The answer must be an exact copy of the lines from the one holding "Target: seafood dish" through the final line of the entries, and nothing else.

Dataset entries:
<<<<
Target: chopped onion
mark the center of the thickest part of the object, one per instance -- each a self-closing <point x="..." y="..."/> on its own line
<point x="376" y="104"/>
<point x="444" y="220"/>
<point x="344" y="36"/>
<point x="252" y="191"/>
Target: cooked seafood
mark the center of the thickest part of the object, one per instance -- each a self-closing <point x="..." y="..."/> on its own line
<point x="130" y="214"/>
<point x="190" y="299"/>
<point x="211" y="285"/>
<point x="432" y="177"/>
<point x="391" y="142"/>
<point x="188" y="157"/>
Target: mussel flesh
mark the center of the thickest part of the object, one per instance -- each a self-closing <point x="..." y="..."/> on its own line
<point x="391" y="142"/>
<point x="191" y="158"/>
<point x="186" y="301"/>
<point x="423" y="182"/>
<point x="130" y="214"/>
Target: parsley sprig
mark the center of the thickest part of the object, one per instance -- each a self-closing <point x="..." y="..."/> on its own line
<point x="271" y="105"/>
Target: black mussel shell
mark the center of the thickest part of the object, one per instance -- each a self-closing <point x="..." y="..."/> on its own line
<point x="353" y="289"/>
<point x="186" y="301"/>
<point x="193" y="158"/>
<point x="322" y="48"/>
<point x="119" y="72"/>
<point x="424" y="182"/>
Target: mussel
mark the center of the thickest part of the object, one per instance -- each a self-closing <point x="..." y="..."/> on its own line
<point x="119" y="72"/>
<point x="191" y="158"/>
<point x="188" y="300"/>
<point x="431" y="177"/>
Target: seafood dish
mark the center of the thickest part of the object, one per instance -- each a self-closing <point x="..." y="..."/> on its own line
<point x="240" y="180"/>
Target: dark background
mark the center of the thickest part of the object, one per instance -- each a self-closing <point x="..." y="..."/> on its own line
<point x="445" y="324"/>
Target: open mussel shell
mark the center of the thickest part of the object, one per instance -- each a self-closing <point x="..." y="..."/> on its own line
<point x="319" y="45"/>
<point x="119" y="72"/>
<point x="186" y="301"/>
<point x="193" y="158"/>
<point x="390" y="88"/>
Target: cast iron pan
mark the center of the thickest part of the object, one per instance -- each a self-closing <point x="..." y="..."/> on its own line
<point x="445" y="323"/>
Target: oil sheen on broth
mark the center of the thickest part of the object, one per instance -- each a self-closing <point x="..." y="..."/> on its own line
>>>>
* _WRITTEN SOLUTION_:
Target: seafood dish
mark the center of the thickest part of the object, one per instance -- each a self-closing <point x="..." y="..."/> on its own line
<point x="240" y="180"/>
Target: dark background
mark the center of the thickest part of the object, one per instance -- each a self-closing <point x="..." y="..."/> on its own line
<point x="445" y="324"/>
Target: open mussel shell
mark the center of the thickest part of the object, one per instance -- each a self-closing <point x="..." y="..."/> on its own line
<point x="319" y="45"/>
<point x="119" y="72"/>
<point x="186" y="301"/>
<point x="193" y="158"/>
<point x="390" y="88"/>
Target: cast iron pan
mark the center of the thickest part of the object, one per instance -- each a self-closing <point x="..." y="..."/> on its own line
<point x="445" y="323"/>
Target: oil sheen on broth
mark the center of the thickest part of the object, one per instance -- each a self-closing <point x="..." y="..."/> on its own line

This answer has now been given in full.